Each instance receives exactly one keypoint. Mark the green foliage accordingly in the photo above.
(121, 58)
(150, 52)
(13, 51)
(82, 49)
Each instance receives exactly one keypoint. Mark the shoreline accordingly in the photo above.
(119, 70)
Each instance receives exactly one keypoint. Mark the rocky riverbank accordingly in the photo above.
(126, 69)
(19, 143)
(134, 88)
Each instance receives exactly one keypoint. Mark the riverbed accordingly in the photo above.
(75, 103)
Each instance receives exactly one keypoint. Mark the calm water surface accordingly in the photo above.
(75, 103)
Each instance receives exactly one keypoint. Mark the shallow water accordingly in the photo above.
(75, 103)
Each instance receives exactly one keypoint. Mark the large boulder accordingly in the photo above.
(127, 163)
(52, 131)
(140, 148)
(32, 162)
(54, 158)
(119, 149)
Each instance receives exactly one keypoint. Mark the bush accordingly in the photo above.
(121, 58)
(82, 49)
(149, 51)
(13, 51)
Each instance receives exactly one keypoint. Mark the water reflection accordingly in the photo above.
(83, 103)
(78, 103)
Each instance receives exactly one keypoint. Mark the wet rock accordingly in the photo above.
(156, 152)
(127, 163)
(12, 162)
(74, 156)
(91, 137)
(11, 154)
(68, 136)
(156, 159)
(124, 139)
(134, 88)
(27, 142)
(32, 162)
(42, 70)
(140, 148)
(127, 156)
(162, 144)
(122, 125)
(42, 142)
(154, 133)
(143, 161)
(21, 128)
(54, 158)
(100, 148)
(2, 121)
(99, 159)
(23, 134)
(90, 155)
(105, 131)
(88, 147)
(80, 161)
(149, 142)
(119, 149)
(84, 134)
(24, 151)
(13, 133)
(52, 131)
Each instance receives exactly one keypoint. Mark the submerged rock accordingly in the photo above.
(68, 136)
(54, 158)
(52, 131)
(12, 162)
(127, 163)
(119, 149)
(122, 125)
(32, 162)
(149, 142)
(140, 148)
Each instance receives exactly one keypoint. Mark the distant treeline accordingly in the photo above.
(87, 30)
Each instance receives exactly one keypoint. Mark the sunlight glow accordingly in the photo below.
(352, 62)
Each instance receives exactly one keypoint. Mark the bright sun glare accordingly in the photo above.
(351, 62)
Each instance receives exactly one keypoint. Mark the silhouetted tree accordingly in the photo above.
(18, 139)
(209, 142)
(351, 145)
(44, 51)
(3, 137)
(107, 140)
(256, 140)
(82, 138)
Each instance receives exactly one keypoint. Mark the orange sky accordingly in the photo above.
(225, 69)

::::

Task »
Each record above must be given again exactly.

Final result »
Each instance receives exactly one keypoint. Mark the green foliage accordingly in the photo above.
(121, 58)
(150, 52)
(13, 51)
(82, 49)
Each instance receives exactly one keypoint. Mark the shoreline accordingly in the photo above.
(119, 70)
Each instance receives exactly one keypoint. Mark the rocky riverbank accordingly in the photo above.
(126, 69)
(19, 143)
(134, 88)
Each instance receives exactly one keypoint. Mark the riverbed accordingly in the photo above.
(75, 103)
Each instance receives exactly one keypoint. Mark the calm water surface accordingly in the photo above.
(75, 103)
Each instance receives exactly one keypoint. Mark the shallow water accordingly in the photo above.
(75, 103)
Each instance receives exactly one keypoint. Mark the large boulder accordingly in the photo above.
(127, 163)
(52, 131)
(140, 148)
(32, 162)
(54, 158)
(119, 149)
Each instance receives exactly one keypoint. Mark the bush accordingly in the photo above.
(121, 58)
(82, 49)
(149, 51)
(13, 51)
Each instance receives exactly one keypoint. Mark the water reflection accordingly in the photo above.
(83, 103)
(78, 103)
Each instance receives exactly one keypoint. Mark the wet rock accordingly in the photo above.
(156, 152)
(127, 163)
(12, 162)
(74, 156)
(91, 137)
(11, 154)
(68, 136)
(156, 159)
(124, 139)
(134, 88)
(27, 142)
(32, 162)
(42, 70)
(140, 148)
(127, 156)
(162, 144)
(122, 125)
(42, 142)
(154, 133)
(143, 161)
(21, 128)
(54, 158)
(100, 148)
(2, 121)
(99, 159)
(23, 134)
(90, 155)
(105, 131)
(88, 147)
(80, 161)
(149, 142)
(119, 149)
(84, 134)
(24, 151)
(13, 133)
(52, 131)
Each instance receives exactly one keypoint. Mark the submerged rock accordingly in the photo above.
(68, 136)
(54, 158)
(52, 131)
(12, 162)
(127, 163)
(119, 149)
(122, 125)
(32, 162)
(149, 142)
(140, 148)
Each instance receives exactly one keypoint. Mark the distant treeline accordingly in the photo above.
(87, 30)
Each instance receives exactly one keypoint. Mark the sunlight glow accordingly in the photo below.
(352, 62)
Each instance receives exactly one keypoint. Mark the bright sun glare accordingly in the photo above.
(351, 62)
Each instance receives exactly one keypoint. Mark the silhouetted tree accordingly in the photo above.
(18, 139)
(209, 142)
(351, 145)
(44, 51)
(3, 137)
(107, 140)
(256, 140)
(82, 138)
Each instance receives exactly one keypoint. Mark the orange sky accordingly in the photo above.
(225, 69)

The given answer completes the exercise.